## [Text passage]
Social Media Policies

Employers want to protect themselves from social media posts that damage the company’s reputation. However, the National Labor Relations Act (NLRA) guarantees rights to certain types of speech.

Common Pitfall:

  • Crafting a policy that unlawfully infringes upon free speech rights. Business owners need to consult employment counsel for this one.

Anti-Discrimination Policies

In 2017, there were over 80,000 discrimination claims filed at the Federal level. These include discrimination based on race, gender, sexual orientation, pregnancy, and age. The most common basis cited, however, was retaliation.

## [Records for the exercise]
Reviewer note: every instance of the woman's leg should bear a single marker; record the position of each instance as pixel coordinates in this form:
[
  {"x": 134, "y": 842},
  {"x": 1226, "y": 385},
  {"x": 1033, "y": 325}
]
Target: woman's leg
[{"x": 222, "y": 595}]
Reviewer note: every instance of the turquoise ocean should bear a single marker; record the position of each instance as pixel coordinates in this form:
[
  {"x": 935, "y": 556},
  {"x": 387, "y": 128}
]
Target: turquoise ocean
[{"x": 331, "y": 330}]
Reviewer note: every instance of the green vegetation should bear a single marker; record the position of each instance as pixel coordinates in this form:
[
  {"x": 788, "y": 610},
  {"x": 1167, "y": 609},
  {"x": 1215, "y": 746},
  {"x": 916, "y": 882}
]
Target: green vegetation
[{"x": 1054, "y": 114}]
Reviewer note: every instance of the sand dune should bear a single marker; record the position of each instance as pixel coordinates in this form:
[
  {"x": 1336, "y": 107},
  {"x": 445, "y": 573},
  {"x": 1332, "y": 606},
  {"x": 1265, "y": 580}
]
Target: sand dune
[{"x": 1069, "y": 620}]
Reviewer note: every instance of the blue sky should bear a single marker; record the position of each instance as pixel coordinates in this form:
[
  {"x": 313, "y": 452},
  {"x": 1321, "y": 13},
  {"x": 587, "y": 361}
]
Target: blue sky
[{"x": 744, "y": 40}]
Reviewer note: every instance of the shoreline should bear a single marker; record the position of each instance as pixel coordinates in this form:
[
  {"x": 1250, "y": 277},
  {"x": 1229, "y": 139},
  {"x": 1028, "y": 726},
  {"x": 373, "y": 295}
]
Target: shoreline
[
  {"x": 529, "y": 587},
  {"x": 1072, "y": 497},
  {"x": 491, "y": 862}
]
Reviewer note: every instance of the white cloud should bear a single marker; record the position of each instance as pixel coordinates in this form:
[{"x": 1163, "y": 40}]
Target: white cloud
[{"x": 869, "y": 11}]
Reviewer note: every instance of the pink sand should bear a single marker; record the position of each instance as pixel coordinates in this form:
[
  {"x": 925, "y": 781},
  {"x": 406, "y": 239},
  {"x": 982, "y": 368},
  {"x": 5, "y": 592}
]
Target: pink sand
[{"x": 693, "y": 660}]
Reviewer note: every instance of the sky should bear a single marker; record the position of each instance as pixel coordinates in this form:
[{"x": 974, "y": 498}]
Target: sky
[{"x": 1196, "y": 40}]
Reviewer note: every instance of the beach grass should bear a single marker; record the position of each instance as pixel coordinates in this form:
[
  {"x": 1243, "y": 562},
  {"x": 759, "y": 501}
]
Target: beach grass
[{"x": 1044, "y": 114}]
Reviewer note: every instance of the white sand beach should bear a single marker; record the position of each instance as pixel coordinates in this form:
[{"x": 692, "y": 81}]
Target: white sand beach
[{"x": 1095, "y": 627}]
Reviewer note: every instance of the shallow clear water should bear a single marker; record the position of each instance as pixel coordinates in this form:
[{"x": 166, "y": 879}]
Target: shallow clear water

## [Tasks to carry out]
[A] Pull out every line of the records that contains the string "grass", matching case exactly.
[B] Write the next part of the passage on employer workplace policies, picking up after its last sentence.

## [Answer set]
[A]
Reviewer note: every instance of the beach grass should bear a single marker; record the position of each instance as pixel coordinates in this form:
Target: beach grass

[B]
It is illegal to retaliate against an employee for the following:

  • Filing or serving as a witness in an EEO claim, complaint, investigation, or lawsuit
  • Communicating with a supervisor about discrimination or harassment
  • Answering questions during an investigation of alleged harassment
  • Refusing to follow orders that would result in discrimination
  • Resisting sexual advances, or intervening to protect others
  • Requesting accommodation of a disability or for a religious practice
  • Asking managers or co-workers about salary information to uncover potentially discriminatory wages

Multiple regulations address discrimination: the Equal Pay Act, Title VII of the Civil Rights Act, the Age Discrimination in Employment Act, and Title I of the Americans with Disabilities Act. The Equal Employment Opportunity Commission (EEOC) is the entity that enforces discrimination laws at the Federal level.

In most cases, small businesses are subject to anti-discrimination laws when they hire their 15th staff member. If you don’t have policies in place prior to the 15th hire, you put your business at legal risk for a discrimination lawsuit.

Common Pitfall:

  • Not using a script to interview applicants. Seemingly innocent questions asked in casual conversation can be illegal.

Intellectual Property

These are also referred to as “ownership of discoveries” or “assignment of inventions” contracts. You don’t want an employee to quit and launch a competing company with tech that rightfully belongs to you.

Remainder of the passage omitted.